Data for analysis:
+ + + + + + +
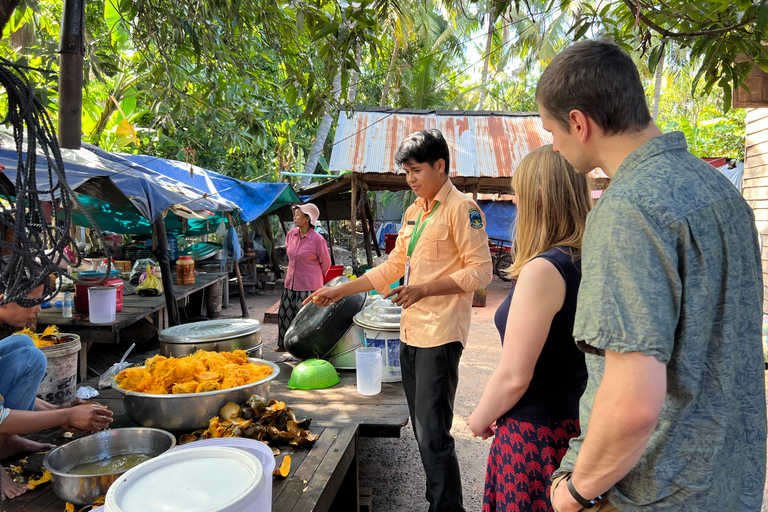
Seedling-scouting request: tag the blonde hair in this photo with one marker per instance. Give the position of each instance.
(553, 201)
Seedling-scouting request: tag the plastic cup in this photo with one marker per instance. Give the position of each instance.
(368, 370)
(102, 304)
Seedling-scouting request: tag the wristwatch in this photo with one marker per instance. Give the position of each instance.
(579, 498)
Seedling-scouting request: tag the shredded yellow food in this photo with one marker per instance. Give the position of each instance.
(197, 373)
(50, 330)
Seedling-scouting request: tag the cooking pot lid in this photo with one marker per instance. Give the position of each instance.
(211, 330)
(381, 314)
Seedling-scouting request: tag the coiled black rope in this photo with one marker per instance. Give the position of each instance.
(37, 248)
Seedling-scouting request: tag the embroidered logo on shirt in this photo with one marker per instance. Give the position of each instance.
(475, 219)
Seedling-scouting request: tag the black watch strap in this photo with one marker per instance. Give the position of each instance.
(578, 497)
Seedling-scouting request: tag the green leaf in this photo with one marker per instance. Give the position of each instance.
(762, 16)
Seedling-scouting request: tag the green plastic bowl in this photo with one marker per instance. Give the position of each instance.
(313, 374)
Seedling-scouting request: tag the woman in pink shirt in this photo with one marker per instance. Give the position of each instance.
(308, 261)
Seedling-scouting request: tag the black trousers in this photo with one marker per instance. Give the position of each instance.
(430, 377)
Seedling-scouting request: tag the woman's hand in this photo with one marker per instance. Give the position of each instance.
(479, 430)
(88, 418)
(407, 296)
(324, 296)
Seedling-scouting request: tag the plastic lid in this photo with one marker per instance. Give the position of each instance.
(313, 374)
(206, 479)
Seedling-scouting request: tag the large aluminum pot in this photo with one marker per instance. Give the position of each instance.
(190, 411)
(85, 489)
(224, 335)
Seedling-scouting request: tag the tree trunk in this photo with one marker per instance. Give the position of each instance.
(322, 133)
(657, 87)
(390, 73)
(488, 43)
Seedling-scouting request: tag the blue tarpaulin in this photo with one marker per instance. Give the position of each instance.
(252, 199)
(500, 218)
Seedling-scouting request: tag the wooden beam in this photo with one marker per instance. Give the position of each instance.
(330, 235)
(236, 266)
(353, 222)
(161, 253)
(369, 214)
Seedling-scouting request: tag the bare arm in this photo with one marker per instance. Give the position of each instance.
(82, 417)
(624, 414)
(539, 295)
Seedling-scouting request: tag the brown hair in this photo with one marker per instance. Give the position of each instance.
(553, 201)
(599, 79)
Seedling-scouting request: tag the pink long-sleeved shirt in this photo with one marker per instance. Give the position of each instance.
(308, 260)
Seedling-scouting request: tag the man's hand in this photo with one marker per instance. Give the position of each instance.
(562, 501)
(324, 297)
(89, 418)
(407, 296)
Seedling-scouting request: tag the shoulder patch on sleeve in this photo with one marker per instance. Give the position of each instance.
(475, 218)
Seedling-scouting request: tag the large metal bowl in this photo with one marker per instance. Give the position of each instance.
(190, 411)
(85, 489)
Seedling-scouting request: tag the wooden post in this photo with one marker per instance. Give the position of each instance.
(275, 264)
(71, 52)
(328, 223)
(353, 221)
(240, 288)
(165, 267)
(369, 214)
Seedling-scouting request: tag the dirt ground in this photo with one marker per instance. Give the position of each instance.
(392, 467)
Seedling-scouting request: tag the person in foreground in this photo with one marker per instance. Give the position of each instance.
(442, 252)
(533, 396)
(22, 367)
(308, 262)
(669, 308)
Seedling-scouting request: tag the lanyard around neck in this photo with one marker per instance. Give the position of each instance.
(417, 232)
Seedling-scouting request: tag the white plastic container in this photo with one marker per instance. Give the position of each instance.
(197, 479)
(102, 303)
(368, 370)
(389, 344)
(264, 453)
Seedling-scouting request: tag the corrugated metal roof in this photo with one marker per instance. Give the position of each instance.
(487, 144)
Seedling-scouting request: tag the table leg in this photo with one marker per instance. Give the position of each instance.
(83, 360)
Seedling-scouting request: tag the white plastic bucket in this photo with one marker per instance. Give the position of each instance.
(389, 343)
(369, 370)
(59, 383)
(197, 479)
(102, 303)
(263, 502)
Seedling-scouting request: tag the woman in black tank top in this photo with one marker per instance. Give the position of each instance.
(530, 404)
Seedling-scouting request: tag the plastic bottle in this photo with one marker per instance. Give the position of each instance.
(66, 306)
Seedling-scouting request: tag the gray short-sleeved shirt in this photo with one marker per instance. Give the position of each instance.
(671, 269)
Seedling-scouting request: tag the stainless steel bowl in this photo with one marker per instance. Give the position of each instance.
(190, 411)
(85, 489)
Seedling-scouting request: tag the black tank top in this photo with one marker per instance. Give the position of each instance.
(560, 375)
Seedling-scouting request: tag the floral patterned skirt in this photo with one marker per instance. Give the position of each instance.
(523, 457)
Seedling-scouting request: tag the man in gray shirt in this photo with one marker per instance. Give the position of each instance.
(669, 309)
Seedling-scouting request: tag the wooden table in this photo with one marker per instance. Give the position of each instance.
(322, 479)
(382, 415)
(134, 309)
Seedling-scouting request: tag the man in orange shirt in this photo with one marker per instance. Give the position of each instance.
(442, 251)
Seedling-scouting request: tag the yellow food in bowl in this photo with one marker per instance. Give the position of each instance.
(200, 372)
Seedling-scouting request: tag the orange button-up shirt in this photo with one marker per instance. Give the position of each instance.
(453, 243)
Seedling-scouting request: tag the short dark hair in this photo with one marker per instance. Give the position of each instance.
(424, 146)
(599, 79)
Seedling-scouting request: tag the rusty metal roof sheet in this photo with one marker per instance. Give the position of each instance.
(483, 143)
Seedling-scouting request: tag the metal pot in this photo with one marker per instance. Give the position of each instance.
(85, 489)
(190, 411)
(315, 330)
(225, 335)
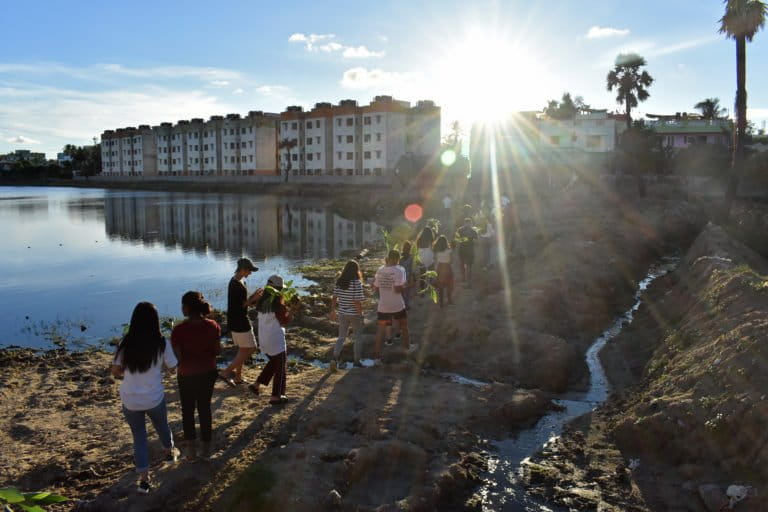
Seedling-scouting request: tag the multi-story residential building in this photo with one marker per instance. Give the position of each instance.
(679, 131)
(129, 152)
(343, 140)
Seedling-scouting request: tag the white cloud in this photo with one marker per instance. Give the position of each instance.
(360, 52)
(20, 139)
(323, 43)
(603, 32)
(329, 47)
(362, 78)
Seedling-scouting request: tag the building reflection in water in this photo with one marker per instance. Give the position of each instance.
(224, 224)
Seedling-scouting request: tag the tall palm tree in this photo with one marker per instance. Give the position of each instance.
(710, 108)
(741, 21)
(629, 81)
(288, 145)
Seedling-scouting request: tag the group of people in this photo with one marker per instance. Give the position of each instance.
(143, 353)
(195, 343)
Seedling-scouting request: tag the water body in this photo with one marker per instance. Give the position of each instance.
(77, 259)
(504, 490)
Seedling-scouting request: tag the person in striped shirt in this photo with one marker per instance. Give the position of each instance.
(347, 307)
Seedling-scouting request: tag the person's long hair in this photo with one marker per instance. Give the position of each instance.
(196, 304)
(350, 273)
(441, 244)
(425, 239)
(143, 344)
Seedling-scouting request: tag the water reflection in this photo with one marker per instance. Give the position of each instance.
(261, 226)
(75, 258)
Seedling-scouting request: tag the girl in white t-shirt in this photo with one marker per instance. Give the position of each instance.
(139, 360)
(444, 281)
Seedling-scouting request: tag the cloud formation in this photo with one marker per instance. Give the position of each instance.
(20, 139)
(324, 43)
(363, 78)
(597, 32)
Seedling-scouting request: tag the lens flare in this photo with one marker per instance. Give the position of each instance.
(413, 212)
(448, 158)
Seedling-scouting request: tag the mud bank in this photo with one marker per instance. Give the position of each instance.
(689, 417)
(401, 437)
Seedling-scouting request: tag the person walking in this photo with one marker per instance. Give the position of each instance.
(240, 326)
(466, 236)
(273, 316)
(139, 360)
(406, 261)
(444, 281)
(390, 281)
(347, 307)
(426, 256)
(196, 343)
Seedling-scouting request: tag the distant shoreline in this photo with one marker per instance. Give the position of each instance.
(290, 189)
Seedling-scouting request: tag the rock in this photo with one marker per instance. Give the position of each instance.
(333, 499)
(713, 497)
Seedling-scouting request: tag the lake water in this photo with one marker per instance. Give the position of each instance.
(77, 259)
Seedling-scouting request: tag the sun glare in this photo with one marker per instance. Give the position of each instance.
(485, 77)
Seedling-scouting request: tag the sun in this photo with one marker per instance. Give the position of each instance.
(484, 77)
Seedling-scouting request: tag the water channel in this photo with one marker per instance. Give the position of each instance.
(76, 261)
(504, 490)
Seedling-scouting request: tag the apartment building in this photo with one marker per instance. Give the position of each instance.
(129, 152)
(343, 140)
(352, 140)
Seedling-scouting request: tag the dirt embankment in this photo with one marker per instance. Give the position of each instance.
(690, 414)
(401, 437)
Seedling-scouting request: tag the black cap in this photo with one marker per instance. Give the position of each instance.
+ + + + + + +
Only the lines from the one containing "Seedling-scouting request: tag the mud" through the end of the records above belong in the answer, each exactly as written.

Seedling-scouting request: tag the mud bank in this photo with one marker per instance. Give the position of each instance.
(689, 417)
(401, 437)
Seedling-scouting request: tag the person walking in this photo with one marker per instance. Give the position of each instance.
(240, 326)
(466, 236)
(273, 316)
(139, 360)
(406, 261)
(444, 281)
(390, 281)
(347, 307)
(426, 256)
(196, 343)
Seedling-scouting request: tag the distant shoreline in this photo with one marker per instance. Give the position of each instance.
(290, 189)
Seedling-scouting request: tag the rock in this photo with one marker per instance. Give the position of each instance.
(333, 499)
(713, 497)
Seedling-scouting request: tag the lake water in this photo with one marker per instance. Give the position of each instance.
(77, 259)
Seedling-scouting request: tag the sun glare in this photo with one marker per instance. Give the position of each instance.
(485, 77)
Seedling-scouting request: tag the sun in this photo with one marker per instance. Give the position of each instance.
(484, 77)
Seedling-scouting request: tag the water channel in this photo with one marker per instance. Give the position of each instance.
(76, 261)
(504, 490)
Seedling-scouting request: tag the apartment building in this photo with one marker per instance. Give the position of each instance.
(129, 152)
(343, 140)
(352, 140)
Seedling-scouting request: tag the dirt embankment in this photo with one marker per instance. Give the position of each instance.
(690, 414)
(401, 437)
Seedling-scouting request: tag the black cap in this photo with one marker per instance. Give the position of each instance.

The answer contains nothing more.